Reproduce the records from their beginning up to and including the line containing "89,208 -> 173,491", increasing every bounding box coordinate in the answers by 136. Leave the requests and their format samples unchanged.

###

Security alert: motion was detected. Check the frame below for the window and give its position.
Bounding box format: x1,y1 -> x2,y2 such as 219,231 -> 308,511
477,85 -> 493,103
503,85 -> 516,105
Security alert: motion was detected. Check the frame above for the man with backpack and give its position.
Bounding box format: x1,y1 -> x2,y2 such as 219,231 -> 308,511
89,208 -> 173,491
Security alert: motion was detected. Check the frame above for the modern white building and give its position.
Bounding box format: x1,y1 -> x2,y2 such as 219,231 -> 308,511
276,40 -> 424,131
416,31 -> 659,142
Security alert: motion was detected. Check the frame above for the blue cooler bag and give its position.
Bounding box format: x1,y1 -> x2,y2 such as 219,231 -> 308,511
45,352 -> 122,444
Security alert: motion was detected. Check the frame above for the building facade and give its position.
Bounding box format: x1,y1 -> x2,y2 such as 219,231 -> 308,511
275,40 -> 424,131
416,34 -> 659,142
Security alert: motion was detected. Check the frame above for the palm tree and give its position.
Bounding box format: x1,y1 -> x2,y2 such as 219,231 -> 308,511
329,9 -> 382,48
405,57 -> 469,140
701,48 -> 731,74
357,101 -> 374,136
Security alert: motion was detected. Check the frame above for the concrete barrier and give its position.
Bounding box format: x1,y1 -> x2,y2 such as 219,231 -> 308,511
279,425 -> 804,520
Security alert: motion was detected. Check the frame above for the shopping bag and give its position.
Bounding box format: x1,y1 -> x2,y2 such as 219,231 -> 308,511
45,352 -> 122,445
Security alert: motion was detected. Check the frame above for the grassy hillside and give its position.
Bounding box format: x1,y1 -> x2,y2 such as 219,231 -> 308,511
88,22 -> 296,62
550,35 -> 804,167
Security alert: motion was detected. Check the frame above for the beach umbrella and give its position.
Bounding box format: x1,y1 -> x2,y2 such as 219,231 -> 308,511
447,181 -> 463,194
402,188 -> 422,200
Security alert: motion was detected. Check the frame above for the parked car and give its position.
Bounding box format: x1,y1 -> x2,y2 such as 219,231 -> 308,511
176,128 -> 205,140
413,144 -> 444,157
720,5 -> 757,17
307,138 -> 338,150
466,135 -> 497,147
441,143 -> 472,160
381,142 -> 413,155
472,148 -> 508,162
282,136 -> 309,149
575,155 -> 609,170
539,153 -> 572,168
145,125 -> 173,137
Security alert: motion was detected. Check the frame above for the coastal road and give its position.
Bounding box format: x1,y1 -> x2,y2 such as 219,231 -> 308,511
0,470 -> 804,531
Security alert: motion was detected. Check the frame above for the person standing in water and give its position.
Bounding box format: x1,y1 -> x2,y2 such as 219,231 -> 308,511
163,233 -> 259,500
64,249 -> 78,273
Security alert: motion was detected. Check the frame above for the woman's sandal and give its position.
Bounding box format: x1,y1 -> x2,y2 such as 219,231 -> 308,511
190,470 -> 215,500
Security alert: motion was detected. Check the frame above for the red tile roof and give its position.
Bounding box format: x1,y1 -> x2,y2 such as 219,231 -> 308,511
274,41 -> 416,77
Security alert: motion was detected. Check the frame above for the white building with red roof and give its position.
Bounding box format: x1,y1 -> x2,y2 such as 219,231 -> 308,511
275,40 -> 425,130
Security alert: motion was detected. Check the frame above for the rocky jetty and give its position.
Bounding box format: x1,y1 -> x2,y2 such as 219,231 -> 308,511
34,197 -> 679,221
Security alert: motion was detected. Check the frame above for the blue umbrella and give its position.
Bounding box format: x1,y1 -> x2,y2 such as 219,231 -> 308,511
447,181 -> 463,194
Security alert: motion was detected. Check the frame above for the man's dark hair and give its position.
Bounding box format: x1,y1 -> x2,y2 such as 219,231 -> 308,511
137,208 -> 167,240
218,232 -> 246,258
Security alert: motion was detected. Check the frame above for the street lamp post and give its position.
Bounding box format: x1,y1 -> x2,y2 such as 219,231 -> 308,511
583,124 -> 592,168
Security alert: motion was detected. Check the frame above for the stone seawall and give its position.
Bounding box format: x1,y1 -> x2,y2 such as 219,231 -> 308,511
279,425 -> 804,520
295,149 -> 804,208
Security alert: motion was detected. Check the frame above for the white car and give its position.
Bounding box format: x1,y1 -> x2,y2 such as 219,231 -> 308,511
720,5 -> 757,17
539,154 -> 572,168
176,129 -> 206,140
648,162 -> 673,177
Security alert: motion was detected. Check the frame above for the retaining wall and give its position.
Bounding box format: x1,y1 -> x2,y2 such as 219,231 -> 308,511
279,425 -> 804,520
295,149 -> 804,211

###

ANSWER TO THE PROBLEM:
Security alert: motion was detected. Check the frame below for the window and give its position.
Bounding box format: x1,y1 -> x2,y2 such as 219,231 -> 308,511
613,221 -> 629,239
639,221 -> 652,241
Security alert: motion was detected. Check the frame above for the man with backpack and give its position.
Bounding box format: x1,y1 -> x2,y2 such as 219,231 -> 308,511
225,344 -> 309,627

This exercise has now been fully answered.